### Stated problem A
In the September market recap, retype the passage starting with "Fed Funds Target" and going on through "estimate was 275,000.".
### Stated problem B
Answer these questions using the September market recap:
(i) What did the S&P 500 Index return?
(ii) What was the September non-farm payroll number?
(iii) By how many basis points did the Fed raise the key short-term interest rate at the September FOMC meeting?
### Stated problem C
Translate this sentence from the September market recap into Spanish: "He defined “restrictive” as a level that puts meaningful downward pressure on inflation."

### Page extract
________________________________________

All Trick, No Treat?

September Market Recap

The S&P 500 Index returned -9.3%

The Bloomberg U.S. Aggregate Bond Index returned -4.32%

Fed Funds Target Range: 3.00% – 3.25%

 

Economic Review

The Fed raised the key short-term interest rate by another 75 basis points at the September FOMC meeting, but the big news wasn’t the well-anticipated rate increase. It was Chairman Powell’s remarks at the press conference. He went well beyond any previous statements about the central bank’s level of commitment to fighting inflation. Powell focused on getting to a restrictive level of monetary policy, quickly. He defined “restrictive” as a level that puts meaningful downward pressure on inflation. This was interpreted by markets as putting a soft landing for the economy at substantial risk, if not making it impossible to achieve.

Let’s get into the data:

  • The September non-farm payroll number was 263,000. The Dow Jones estimate was 275,000.
  • CPI rose 0.4% in September. The year-over-year figure was 8.2%, according to the BLS. Excluding food and energy, the core consumer price index accelerated 0.6% for the month and 6.6% annually. The yearly gain for core CPI was the highest since August 1982.
  • The FOMC’s projections for the year-end Fed funds rate indicate another 1.00-1.25% in rate increases. Unemployment is projected to increase to 4.4% by late next year.

The lack of progress on inflation, and the flatlining, but not decreased, consumer spending has raised the potential for a recession caused by the Fed’s aggressive rate increases.

________________________________________

### Stored rows
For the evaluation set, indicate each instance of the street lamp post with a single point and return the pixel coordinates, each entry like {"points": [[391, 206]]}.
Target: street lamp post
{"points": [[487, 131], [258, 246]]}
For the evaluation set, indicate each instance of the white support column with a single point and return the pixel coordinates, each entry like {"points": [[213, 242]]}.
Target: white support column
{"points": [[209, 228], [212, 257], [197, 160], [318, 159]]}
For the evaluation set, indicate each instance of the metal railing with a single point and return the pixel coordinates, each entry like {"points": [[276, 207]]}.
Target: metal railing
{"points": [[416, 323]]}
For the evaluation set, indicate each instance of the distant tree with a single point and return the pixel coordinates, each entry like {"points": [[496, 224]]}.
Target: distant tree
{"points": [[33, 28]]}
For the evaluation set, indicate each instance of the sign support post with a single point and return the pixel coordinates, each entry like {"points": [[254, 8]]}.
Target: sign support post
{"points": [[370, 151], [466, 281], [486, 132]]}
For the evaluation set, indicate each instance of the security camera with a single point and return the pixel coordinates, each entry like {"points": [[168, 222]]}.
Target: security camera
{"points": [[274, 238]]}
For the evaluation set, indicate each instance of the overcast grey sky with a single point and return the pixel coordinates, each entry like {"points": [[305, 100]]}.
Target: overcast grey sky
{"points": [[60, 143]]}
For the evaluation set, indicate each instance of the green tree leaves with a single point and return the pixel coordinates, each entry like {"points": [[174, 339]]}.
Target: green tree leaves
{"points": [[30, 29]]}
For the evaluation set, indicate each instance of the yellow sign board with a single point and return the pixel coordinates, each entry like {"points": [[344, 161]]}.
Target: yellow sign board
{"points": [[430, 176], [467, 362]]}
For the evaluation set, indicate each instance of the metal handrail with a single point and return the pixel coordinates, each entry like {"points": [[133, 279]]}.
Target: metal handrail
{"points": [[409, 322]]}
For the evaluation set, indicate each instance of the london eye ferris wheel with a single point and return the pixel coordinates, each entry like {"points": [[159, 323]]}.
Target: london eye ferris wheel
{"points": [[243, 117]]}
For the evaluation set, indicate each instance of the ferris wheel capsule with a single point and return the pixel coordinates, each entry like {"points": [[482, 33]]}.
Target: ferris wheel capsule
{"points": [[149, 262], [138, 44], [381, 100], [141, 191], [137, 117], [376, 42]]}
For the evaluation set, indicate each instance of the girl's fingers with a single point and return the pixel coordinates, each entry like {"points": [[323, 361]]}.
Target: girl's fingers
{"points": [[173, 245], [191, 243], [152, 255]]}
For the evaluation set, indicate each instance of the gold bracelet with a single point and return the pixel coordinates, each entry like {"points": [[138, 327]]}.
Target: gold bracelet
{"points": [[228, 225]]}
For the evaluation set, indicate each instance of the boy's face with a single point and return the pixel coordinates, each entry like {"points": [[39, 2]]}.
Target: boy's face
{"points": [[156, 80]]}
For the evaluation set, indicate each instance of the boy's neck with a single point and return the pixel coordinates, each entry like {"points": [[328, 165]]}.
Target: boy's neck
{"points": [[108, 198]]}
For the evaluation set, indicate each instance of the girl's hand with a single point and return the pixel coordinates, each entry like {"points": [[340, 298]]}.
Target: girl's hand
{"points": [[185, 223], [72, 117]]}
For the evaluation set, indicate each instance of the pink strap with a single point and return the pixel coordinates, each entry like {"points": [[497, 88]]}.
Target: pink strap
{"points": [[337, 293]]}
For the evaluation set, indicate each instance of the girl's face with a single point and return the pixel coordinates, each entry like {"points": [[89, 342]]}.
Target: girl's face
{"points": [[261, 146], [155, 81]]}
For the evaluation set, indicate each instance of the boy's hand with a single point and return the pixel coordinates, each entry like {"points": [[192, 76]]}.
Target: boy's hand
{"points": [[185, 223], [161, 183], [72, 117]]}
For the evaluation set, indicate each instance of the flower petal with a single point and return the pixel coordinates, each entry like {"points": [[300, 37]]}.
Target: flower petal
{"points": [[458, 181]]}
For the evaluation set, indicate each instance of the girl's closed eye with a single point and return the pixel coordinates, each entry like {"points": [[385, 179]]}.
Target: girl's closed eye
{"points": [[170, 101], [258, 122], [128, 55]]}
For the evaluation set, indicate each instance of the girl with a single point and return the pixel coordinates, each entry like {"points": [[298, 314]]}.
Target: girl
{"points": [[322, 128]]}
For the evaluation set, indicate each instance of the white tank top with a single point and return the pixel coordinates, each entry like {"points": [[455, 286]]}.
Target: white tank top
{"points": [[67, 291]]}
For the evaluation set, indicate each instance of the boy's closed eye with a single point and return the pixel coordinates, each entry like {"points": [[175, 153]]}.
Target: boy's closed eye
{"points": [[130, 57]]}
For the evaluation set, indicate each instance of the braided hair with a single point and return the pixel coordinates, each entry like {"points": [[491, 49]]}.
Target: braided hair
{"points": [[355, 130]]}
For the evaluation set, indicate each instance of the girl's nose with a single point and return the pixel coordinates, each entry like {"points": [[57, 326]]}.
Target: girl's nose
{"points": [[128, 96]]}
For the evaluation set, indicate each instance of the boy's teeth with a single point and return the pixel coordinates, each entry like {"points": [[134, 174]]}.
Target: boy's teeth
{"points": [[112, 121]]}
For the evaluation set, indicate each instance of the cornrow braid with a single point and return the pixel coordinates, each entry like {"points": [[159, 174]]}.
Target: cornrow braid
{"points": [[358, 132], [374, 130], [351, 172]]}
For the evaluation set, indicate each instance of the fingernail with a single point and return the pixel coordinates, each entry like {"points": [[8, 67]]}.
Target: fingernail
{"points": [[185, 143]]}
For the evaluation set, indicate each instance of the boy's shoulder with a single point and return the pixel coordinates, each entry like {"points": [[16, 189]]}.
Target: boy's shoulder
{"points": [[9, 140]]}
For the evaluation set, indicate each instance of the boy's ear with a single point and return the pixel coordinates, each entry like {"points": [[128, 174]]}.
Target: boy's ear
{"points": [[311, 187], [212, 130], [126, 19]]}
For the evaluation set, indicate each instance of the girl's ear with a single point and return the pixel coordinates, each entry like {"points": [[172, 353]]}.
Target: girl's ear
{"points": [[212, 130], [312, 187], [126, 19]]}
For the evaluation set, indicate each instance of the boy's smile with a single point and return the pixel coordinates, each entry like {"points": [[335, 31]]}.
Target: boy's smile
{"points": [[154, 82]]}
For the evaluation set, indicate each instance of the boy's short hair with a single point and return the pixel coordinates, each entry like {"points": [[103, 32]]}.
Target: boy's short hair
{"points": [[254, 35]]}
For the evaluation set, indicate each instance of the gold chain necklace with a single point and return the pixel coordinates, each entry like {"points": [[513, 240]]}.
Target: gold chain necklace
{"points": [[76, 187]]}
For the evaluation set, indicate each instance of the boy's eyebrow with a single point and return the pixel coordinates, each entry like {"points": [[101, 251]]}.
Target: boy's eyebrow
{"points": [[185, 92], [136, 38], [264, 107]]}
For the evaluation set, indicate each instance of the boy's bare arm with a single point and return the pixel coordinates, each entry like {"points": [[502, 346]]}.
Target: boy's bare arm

________________________________________

### Worked answer A
Fed Funds Target Range: 3.00% – 3.25%

 

Economic Review

The Fed raised the key short-term interest rate by another 75 basis points at the September FOMC meeting, but the big news wasn’t the well-anticipated rate increase. It was Chairman Powell’s remarks at the press conference. He went well beyond any previous statements about the central bank’s level of commitment to fighting inflation. Powell focused on getting to a restrictive level of monetary policy, quickly. He defined “restrictive” as a level that puts meaningful downward pressure on inflation. This was interpreted by markets as putting a soft landing for the economy at substantial risk, if not making it impossible to achieve.

Let’s get into the data:

  • The September non-farm payroll number was 263,000. The Dow Jones estimate was 275,000.

### Worked answer B
(i) -9.3%
(ii) 263,000
(iii) 75 basis points

### Worked answer C
Definió «restrictivo» como un nivel que ejerce una presión significativa a la baja sobre la inflación.